## Task instructions
Copy out each line below exactly as it appears.

[Natural language region descriptions]
====

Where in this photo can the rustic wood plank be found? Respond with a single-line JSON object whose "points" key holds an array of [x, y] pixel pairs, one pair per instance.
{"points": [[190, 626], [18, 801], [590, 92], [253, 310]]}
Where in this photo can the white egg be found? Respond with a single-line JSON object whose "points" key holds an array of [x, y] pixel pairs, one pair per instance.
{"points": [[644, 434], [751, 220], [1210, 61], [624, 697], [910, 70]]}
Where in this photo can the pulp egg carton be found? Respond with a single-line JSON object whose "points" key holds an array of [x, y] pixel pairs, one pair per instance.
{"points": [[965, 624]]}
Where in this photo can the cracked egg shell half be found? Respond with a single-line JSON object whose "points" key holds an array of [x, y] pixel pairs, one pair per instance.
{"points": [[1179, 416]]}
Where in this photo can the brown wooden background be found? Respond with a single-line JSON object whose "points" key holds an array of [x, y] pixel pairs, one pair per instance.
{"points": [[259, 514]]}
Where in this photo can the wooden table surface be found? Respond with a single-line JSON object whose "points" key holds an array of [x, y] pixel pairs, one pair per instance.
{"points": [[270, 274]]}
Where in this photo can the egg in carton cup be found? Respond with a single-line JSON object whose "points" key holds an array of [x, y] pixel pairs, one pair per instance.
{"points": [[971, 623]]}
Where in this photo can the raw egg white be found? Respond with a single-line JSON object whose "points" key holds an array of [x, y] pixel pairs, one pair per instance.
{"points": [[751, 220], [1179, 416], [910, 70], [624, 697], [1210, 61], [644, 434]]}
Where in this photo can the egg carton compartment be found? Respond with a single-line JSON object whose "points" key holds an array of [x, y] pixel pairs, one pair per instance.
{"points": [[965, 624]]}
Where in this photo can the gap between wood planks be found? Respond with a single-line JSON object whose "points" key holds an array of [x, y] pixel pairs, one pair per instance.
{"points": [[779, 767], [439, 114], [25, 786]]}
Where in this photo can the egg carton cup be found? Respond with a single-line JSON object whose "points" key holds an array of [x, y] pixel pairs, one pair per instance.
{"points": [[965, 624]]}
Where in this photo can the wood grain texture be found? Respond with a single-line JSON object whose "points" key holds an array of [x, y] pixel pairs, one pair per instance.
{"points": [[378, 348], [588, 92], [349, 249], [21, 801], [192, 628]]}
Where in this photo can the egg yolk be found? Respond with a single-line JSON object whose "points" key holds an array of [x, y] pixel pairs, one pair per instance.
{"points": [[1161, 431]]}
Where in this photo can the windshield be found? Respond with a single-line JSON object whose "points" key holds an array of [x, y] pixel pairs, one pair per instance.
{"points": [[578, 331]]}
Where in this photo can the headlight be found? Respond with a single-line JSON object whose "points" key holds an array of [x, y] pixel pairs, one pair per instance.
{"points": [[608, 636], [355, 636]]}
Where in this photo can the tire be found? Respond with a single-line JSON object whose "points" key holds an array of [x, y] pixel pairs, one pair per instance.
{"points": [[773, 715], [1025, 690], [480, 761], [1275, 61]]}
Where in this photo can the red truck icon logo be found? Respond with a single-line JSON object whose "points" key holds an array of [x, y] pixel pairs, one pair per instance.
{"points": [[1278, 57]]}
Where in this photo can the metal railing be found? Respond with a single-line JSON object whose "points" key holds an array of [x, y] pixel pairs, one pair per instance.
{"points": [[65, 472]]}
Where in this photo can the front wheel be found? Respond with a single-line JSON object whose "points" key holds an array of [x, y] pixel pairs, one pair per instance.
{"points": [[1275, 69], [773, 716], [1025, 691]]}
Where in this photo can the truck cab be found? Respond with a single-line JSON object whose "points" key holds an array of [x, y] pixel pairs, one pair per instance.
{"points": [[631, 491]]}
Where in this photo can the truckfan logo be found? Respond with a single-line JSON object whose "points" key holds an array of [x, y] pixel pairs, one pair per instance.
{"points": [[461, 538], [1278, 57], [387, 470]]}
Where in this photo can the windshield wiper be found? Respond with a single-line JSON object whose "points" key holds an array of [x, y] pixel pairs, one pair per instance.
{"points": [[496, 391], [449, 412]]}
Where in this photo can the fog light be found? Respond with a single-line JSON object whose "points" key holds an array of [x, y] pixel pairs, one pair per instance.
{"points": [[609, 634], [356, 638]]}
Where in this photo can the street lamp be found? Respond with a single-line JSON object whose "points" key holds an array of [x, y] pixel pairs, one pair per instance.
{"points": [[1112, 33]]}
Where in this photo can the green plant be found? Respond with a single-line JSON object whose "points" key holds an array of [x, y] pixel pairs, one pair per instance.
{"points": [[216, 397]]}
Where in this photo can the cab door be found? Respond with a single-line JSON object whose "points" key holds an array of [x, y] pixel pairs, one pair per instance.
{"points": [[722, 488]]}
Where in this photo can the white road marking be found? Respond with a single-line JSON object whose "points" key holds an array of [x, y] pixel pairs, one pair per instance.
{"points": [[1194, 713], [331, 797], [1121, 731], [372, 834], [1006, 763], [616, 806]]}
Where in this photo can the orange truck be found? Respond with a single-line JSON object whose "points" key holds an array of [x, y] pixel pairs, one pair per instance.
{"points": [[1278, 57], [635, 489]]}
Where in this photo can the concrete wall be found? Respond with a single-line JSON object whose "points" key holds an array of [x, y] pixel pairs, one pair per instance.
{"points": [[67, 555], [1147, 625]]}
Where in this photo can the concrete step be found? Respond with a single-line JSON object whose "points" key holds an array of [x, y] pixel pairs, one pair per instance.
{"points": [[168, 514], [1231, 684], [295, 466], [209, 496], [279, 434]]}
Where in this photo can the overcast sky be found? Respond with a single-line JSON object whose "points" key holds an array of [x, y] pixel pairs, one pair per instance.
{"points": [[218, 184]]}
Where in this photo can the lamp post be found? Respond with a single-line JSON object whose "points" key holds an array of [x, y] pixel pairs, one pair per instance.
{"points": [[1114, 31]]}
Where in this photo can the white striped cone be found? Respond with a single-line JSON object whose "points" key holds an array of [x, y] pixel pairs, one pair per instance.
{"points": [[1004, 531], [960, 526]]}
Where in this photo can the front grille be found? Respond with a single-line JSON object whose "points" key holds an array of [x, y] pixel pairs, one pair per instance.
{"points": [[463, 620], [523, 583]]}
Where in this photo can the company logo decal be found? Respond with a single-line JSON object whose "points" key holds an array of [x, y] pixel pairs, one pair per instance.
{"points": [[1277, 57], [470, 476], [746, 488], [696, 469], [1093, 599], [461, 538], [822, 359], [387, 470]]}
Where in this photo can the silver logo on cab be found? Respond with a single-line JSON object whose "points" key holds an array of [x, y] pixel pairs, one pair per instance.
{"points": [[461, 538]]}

====

## Result
Where in this photo can the rustic wood plank be found? Respond with a single-line JSON object whose "points" key holds an array of [x, y] pixel pairs, one pair per instance.
{"points": [[190, 626], [18, 801], [590, 92], [253, 310]]}
Where in this photo can the white egg be found? Respond with a single-line JSON object whose "points" key holds an array of [x, y] pixel pairs, one pair per instance.
{"points": [[644, 434], [751, 220], [1210, 61], [624, 697], [910, 70]]}
Where in this photo can the pulp egg carton be found? Respond with a single-line JSON object whose "points" key holds an array of [x, y] pixel pairs, one pair per instance.
{"points": [[965, 624]]}
Where in this photo can the cracked egg shell half be found? Respond with a single-line JSON object whose "points" key holds an array of [x, y] pixel pairs, one pair per instance.
{"points": [[1179, 416]]}
Where in this photo can the brown wooden background be found? Respond with a single-line JSON object whose "points" key holds an array of [x, y] pixel pairs, one pair per instance.
{"points": [[259, 514]]}
Where in this photo can the wooden table surface be found? Respond with a single-line JSON object whose "points" key holds an array of [x, y] pixel pairs, one pair per instance.
{"points": [[270, 274]]}
Where in this photo can the egg in carton cup be found? Respond with a single-line JSON object whose "points" key holds an array of [x, y] pixel pairs, one pair per instance.
{"points": [[971, 623]]}
Where in this photo can the raw egg white be found? Respond with a single-line JSON object whose "points" key holds an array of [x, y] pixel pairs, one pair per instance.
{"points": [[751, 220], [1179, 416], [910, 70], [624, 697], [1210, 61], [644, 434]]}
Where in this photo can the egg carton compartment be found? Respond with a single-line JSON object whose "points" key holds an array of [x, y] pixel pairs, one pair per instance.
{"points": [[965, 624]]}
Where in this photo can the gap between wood planks be found? Respond with a single-line JSON object whose "points" key holds an array of [x, y] pixel pairs, one pair per instance.
{"points": [[779, 767], [439, 114], [25, 786]]}
Where in this photo can the egg carton cup be found? Respond with a single-line JSON object whose "points" key holds an array of [x, y] pixel pairs, one pair per instance.
{"points": [[965, 624]]}
Where in this photo can the wood grain texture be found? Respond with a single-line JSON object whose "points" key holds an array of [x, y] pixel pairs, one pair per instance.
{"points": [[378, 348], [588, 92], [349, 249], [21, 801], [192, 628]]}
Where in this photo can the egg yolk be found? Respond with a single-line JSON object whose "points" key holds an array of [x, y] pixel pairs, one pair per instance.
{"points": [[1161, 431]]}
Where in this photo can the windshield be found? Respond with a single-line JSON object whose "points" key holds an array of [x, y] pixel pairs, one pair per instance.
{"points": [[578, 331]]}
Where in this photo can the headlight be found? Respond with a single-line JSON object whose "points" key holds an array of [x, y] pixel pairs, one pair per instance.
{"points": [[608, 636], [355, 636]]}
Where in this photo can the tire be found? Respond with a single-line JSON object whose "points" key holds an array of [x, y] pixel pairs, one pair per instance.
{"points": [[773, 715], [1025, 690], [480, 761], [1275, 61]]}
Where in this photo can the red truck icon logo be found? Respond with a single-line JSON object whose "points" key holds an array of [x, y] pixel pairs, one pair per instance.
{"points": [[1278, 57]]}
Where in this photo can the metal railing be found? Respond with a single-line JSON object whose "points" key holds an array of [x, y] pixel pairs, one pair per instance.
{"points": [[65, 472]]}
Where in this photo can the front wheel be found? Respond with a single-line JSON object whose "points" key holds an array of [x, y] pixel pairs, one pair per instance.
{"points": [[1275, 69], [773, 716], [1025, 691]]}
Where in this photo can the truck cab be found? Respond with a single-line JSON object whose "points" key holds an array of [x, y] pixel pairs, one pair per instance.
{"points": [[631, 491]]}
Where in this photo can the truckfan logo be found? Respond with a single-line JSON object whose "points" key holds an array of [x, y] pixel pairs, one pair per instance.
{"points": [[461, 538], [1278, 57], [387, 470]]}
Where in this photo can the windshield wiper be found? Respond with a single-line JSON object whose "points" key holds an array of [x, y] pixel pairs, one pair per instance.
{"points": [[496, 391], [449, 412]]}
Where in this photo can the fog light be found? Respond with a single-line JSON object whose "points" key holds an array of [x, y] pixel pairs, one pair per instance.
{"points": [[609, 634], [356, 638]]}
Where in this photo can the street lamp be found? Respond with a single-line JSON object whose "points" key holds an array of [x, y] pixel pairs, one pair per instance.
{"points": [[1112, 33]]}
Where in this photo can the green plant be found? Respond with a single-line JSON object whose "points" key holds an array of [x, y] pixel pairs, one pair per instance.
{"points": [[216, 397]]}
Where in this photo can the cab door be found? Respond with a single-line JSON object whose "points" key holds an array of [x, y] pixel pairs, one pair per instance.
{"points": [[722, 488]]}
Where in this photo can the white road marking be found? Respond with a single-line JSON object whose "points" key holds an array of [x, y] pixel pairs, one pair per instance.
{"points": [[1194, 713], [331, 797], [1121, 731], [372, 834], [1006, 763], [616, 806]]}
Where in this photo can the orange truck be found? Respond with a single-line JSON object whose "points" key holds an array of [x, y] pixel pairs, one pair per instance.
{"points": [[1278, 57], [635, 489]]}
Where in this photo can the concrete wall be found? Respond with a single-line JSON object whose "points" key holds an array of [x, y] pixel pairs, one pair per instance.
{"points": [[67, 555], [1147, 625]]}
Where in this photo can the concrete step be found? Respond with a single-line JSON object whose "points" key holds an array of [x, y] pixel pairs, one pair per instance.
{"points": [[168, 514], [1231, 684], [295, 466], [209, 496], [279, 434]]}
Where in this photo can the overcast sky be found? Respond with a single-line JSON object whose "points" key holds an array of [x, y] pixel pairs, one pair per instance.
{"points": [[218, 184]]}
Where in this photo can the lamp post be found? Respond with a single-line JSON object whose "points" key holds an array of [x, y] pixel pairs, one pair per instance.
{"points": [[1114, 31]]}
Where in this photo can the white striped cone be found? Respond with a single-line JSON object whose "points" key holds an array of [x, y] pixel pairs, one pair per instance.
{"points": [[1004, 531], [960, 526]]}
Where in this photo can the front grille be found? Respond with a single-line JSON object whose "points" key holds an array of [x, y] pixel pairs, one pair per instance.
{"points": [[463, 620], [523, 583]]}
Where in this photo can the company logo decal be found? Respond with a single-line JSON object whose "points" key holds an array of [x, y] pixel pairs, one pair per instance.
{"points": [[1277, 57], [470, 476], [746, 488], [696, 469], [1093, 599], [461, 538], [822, 359], [387, 470]]}
Where in this photo can the silver logo on cab be found? Respond with a single-line JSON object whose "points" key holds an array of [x, y] pixel pairs, one pair per instance.
{"points": [[461, 538]]}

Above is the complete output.